Rescale the part of the listing from the line with "Locate every instance of the beard" through the end of the listing, both ends included. Write out those lines in full, requests included. Multiply every coordinate in the answers by 1.85 and round to whole numbers, with halves rounded up.

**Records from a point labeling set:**
--- begin ---
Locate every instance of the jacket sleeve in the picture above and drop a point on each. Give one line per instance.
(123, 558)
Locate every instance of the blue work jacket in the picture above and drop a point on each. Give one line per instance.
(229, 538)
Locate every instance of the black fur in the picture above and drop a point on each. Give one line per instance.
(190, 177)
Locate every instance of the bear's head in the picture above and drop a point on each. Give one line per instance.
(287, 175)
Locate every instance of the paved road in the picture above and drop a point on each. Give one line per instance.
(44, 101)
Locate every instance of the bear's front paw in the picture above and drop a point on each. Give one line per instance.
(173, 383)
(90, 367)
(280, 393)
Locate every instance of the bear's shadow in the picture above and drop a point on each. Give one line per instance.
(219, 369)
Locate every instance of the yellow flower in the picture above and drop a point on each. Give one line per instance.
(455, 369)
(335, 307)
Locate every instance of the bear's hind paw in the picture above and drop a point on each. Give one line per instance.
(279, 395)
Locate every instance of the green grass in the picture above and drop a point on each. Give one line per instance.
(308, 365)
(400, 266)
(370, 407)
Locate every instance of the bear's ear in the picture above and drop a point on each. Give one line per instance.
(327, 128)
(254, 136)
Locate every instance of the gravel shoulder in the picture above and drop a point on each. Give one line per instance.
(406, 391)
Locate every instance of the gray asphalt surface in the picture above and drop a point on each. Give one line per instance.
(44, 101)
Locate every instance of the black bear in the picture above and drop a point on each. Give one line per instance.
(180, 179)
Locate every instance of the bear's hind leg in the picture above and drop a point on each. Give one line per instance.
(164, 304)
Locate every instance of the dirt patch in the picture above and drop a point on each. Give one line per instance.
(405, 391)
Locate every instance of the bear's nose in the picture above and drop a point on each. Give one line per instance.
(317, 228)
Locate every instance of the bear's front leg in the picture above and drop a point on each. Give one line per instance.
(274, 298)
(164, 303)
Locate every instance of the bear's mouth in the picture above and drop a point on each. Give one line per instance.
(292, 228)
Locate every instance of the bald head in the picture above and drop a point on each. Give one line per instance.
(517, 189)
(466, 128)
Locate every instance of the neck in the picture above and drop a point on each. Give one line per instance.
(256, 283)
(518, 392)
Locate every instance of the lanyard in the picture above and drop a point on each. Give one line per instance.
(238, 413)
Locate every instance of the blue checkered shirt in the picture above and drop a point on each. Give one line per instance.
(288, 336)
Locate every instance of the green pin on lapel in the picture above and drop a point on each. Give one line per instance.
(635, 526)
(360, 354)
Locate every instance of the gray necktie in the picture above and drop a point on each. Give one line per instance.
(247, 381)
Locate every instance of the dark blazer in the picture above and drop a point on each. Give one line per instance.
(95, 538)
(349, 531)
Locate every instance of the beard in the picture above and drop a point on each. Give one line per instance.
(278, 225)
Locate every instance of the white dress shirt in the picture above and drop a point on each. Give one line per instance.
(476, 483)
--- end ---
**Response below:**
Locate every instance of the beard in the picture above and drop a point on each. Give one line per instance.
(514, 416)
Locate every instance of the white dress shirt in the picture above and drop a point on each. Give one line per instance.
(881, 894)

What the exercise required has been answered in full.